Problem =
Please go line by line and repeat the data below exactly, with no images.

Listed records =
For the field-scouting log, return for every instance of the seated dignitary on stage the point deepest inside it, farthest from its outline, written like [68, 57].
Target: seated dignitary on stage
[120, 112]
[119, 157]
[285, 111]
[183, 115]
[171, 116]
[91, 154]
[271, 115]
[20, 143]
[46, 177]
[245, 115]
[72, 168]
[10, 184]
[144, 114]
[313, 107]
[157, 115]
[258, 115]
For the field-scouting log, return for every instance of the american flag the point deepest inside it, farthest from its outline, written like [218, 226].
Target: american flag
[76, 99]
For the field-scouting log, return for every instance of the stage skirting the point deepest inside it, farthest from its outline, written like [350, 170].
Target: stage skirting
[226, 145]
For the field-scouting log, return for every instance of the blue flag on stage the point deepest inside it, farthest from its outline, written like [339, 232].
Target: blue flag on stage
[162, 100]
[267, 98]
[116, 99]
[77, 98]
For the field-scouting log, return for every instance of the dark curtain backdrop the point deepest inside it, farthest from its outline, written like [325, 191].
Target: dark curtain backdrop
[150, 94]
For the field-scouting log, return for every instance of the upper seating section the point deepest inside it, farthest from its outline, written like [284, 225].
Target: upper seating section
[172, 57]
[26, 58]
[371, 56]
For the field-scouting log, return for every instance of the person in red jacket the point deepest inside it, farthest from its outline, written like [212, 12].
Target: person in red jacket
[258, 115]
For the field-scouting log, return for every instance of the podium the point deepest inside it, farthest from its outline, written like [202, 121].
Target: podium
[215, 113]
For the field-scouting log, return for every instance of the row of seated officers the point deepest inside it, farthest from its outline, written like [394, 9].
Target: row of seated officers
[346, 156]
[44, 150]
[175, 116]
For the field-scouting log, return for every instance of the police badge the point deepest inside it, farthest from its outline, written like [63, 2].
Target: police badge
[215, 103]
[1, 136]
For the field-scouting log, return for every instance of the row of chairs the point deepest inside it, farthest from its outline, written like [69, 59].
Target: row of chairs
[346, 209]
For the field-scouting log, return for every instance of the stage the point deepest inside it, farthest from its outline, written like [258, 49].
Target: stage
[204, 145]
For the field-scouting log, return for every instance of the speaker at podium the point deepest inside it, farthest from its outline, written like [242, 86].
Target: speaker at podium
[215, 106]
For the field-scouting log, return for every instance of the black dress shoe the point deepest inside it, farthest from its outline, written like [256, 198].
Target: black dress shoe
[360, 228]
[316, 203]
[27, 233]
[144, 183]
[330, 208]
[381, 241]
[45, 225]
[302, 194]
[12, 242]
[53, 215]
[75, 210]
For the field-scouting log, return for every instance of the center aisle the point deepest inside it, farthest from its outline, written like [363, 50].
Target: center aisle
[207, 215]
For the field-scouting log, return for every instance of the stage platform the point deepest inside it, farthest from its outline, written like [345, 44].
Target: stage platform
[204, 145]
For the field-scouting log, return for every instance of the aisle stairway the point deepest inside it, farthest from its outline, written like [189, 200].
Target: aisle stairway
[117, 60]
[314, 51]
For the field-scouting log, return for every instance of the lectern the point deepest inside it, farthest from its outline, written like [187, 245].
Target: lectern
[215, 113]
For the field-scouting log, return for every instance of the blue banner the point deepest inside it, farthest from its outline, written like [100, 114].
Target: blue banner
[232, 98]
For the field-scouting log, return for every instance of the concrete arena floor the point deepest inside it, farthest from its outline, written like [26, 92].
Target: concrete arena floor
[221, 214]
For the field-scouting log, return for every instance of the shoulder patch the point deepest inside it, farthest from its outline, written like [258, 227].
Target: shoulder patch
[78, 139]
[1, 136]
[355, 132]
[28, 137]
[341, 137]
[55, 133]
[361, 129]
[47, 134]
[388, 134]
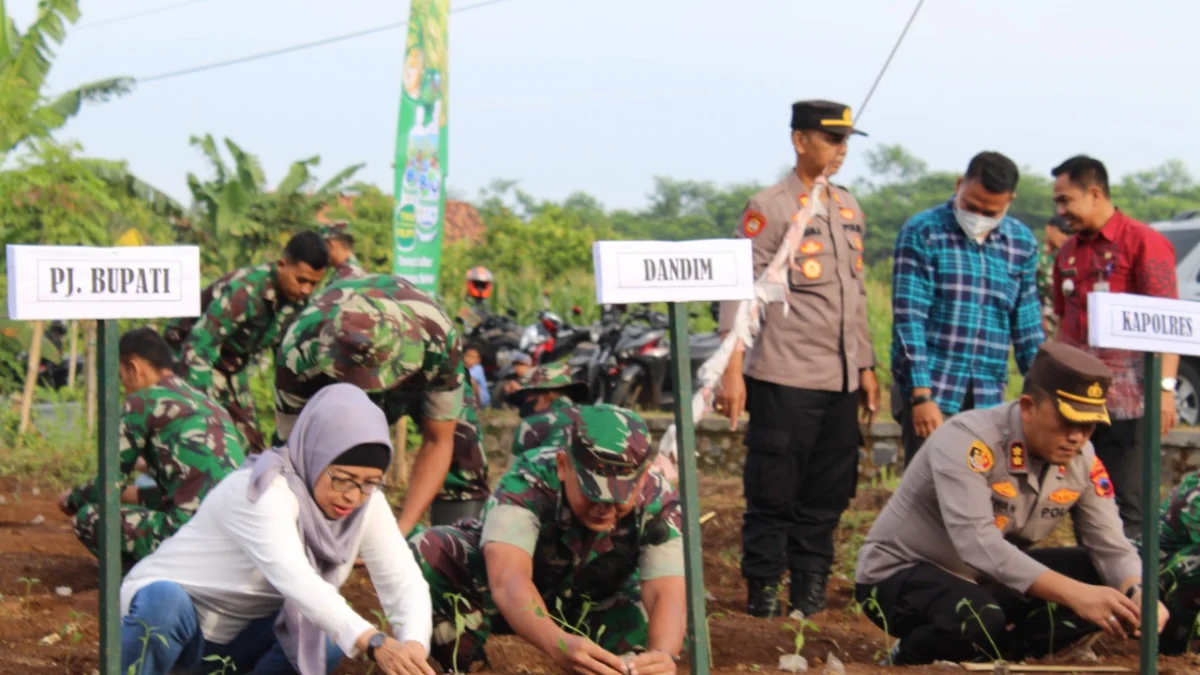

Reply to the exercise =
For the field-scouting log, return for every instance of the seated dignitary on stage the point deepest inside it, farthest from its outline, written like [68, 57].
Target: seated dignitary on stage
[120, 112]
[119, 157]
[285, 111]
[183, 115]
[171, 116]
[91, 154]
[271, 115]
[20, 143]
[46, 177]
[245, 115]
[72, 168]
[10, 184]
[144, 114]
[313, 107]
[157, 115]
[258, 115]
For the field-scouting log, return for every instance of the american flag the point deepest inside it, farthest from its outline, written like [218, 226].
Target: american flag
[76, 99]
For the field-scouting log, return for every instance of the stage skirting the point deepest inside it, farthest from its outline, written like [350, 170].
Target: stage skirting
[226, 145]
For the field-scouting log, return for every instance of the blue flag on stage the point deepest inside it, farthest from its outline, written like [339, 232].
Target: blue flag on stage
[162, 100]
[267, 98]
[116, 99]
[77, 98]
For the field-scouting log, return for every instance of the dark curtain backdrop the point deepest inside it, farthest from its outline, written like [325, 191].
Target: dark curtain backdrop
[150, 94]
For the field-scouting log, return for every instance of the upper seating section the point deepest inside it, farthest from its outline, written like [284, 225].
Target: upper seating section
[172, 57]
[26, 58]
[371, 56]
For the field-scouting log, return for every instance of the person in red jacket the point deepest inside it, farthest from its outline, written like [212, 12].
Target: person in red jacket
[258, 115]
For the field-scouting log, return for every instance of the podium the point deepest inside it, farthest from its outline, written like [202, 121].
Target: podium
[215, 113]
For the field-scouting log, return for every instance of the row of seated officers the point deepest inside it, farthest from its outline, written like [394, 9].
Target: row of seated officers
[346, 156]
[44, 150]
[175, 116]
For the field-scouting log, return for every instance of the police badge the point deepest inside it, farthest from its outline, written like [63, 2].
Target: police badge
[215, 103]
[1, 136]
For the field-scouting log, return for every instance of the row of chairs the point deepest inside it, farthest from its outline, written like [69, 59].
Target: row of chairs
[346, 209]
For the field-scouting log, return for every instance of the stage the point deepest inside it, farthest from its outline, written like [258, 49].
Target: stage
[204, 145]
For the field-scouting log, return for every instance of the speaker at podium the point deepest inside it, farthest from its outline, written like [242, 86].
Target: speaker at podium
[215, 106]
For the field-scouting log, return for every instance of the black dress shoe the point deepest inside it, farthest from its outline, written like [256, 198].
Target: black dress shoe
[360, 228]
[316, 203]
[27, 233]
[144, 183]
[330, 208]
[381, 241]
[45, 225]
[302, 194]
[12, 242]
[53, 215]
[75, 210]
For the field-scouting log, return for every instance of the center aisle the point deepest inside it, farthest from its outline, written like [363, 50].
Target: center aisle
[207, 215]
For the field-scouting log, return for every instance of the stage platform the point deepest inside it, farthest from its outline, written like [345, 44].
Target: stage platform
[204, 145]
For the field-scouting log, return for every instance of the aisle stairway the point deepest inside it, farthest from its outline, written like [189, 200].
Target: aisle stairway
[117, 60]
[314, 51]
For the field-scouting log, return for every instance of the lectern the point deepest inside it, farthest from its outline, written like [187, 245].
Target: lectern
[215, 113]
For the field-scouting log, return for every instance of the blue banner the point deepest inside it, farthest from its outline, written like [100, 114].
Target: blue banner
[232, 98]
For the field-scouting log, return for every instance of the concrete arena floor the point deepest inside it, farthest from its outline, written like [26, 92].
Target: concrete arena floor
[221, 214]
For the field-scouting log, return for every instance of the shoulder patch the point deepest inside it, farthest from its outline, written like [258, 227].
Target: shoulder patch
[78, 139]
[1, 136]
[355, 132]
[28, 137]
[341, 137]
[55, 133]
[361, 129]
[47, 134]
[388, 134]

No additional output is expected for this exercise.